### Data to use
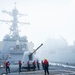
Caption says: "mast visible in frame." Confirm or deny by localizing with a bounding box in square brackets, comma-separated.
[0, 3, 29, 38]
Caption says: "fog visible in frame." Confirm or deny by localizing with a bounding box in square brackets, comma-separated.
[36, 38, 75, 64]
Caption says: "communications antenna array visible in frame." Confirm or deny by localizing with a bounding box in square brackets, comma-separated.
[0, 3, 29, 37]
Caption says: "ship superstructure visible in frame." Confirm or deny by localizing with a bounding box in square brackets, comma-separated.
[0, 7, 29, 64]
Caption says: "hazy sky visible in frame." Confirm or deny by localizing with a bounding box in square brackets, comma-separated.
[0, 0, 75, 46]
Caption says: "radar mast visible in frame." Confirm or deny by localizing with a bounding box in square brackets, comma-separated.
[0, 3, 29, 38]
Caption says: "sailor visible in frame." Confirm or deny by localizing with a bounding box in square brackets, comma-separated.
[37, 60, 40, 70]
[18, 60, 22, 73]
[27, 61, 30, 71]
[5, 61, 10, 73]
[44, 59, 49, 75]
[41, 60, 44, 69]
[33, 60, 36, 70]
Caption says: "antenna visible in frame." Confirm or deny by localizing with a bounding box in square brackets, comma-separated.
[0, 2, 29, 37]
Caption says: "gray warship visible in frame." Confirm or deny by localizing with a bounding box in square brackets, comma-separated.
[0, 6, 29, 64]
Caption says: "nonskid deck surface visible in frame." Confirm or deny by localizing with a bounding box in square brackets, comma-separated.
[0, 66, 75, 75]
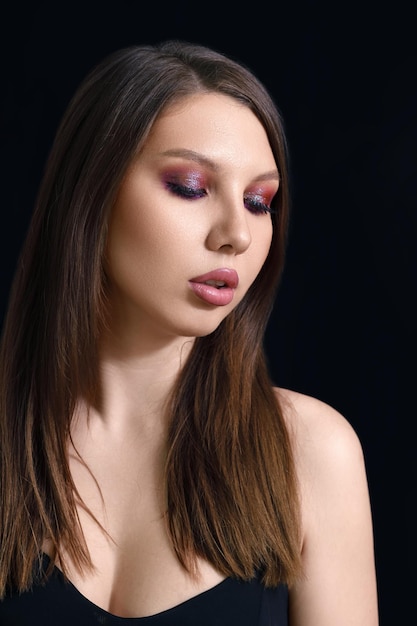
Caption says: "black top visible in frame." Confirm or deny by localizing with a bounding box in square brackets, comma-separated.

### Instruction
Count the lines in the entries above that contain the string "comma", with case counting. Reply with the number only.

### Response
11